◆ **Given problem**:
Edit the data below by replacing "thickest" with "widest" everywhere, leaving every other word unchanged.

Records of labeled points:
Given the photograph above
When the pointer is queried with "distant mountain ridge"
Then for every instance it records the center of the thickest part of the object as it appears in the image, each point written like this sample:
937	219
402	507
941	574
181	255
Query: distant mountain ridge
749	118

◆ **Worked solution**:
Given the photograph above
When the pointer is queried with "distant mountain ridge"
Then for every instance it records the center of the widest part of the object as it appears in the image, each point written like this sample:
937	219
402	507
941	574
181	255
Query: distant mountain ridge
749	118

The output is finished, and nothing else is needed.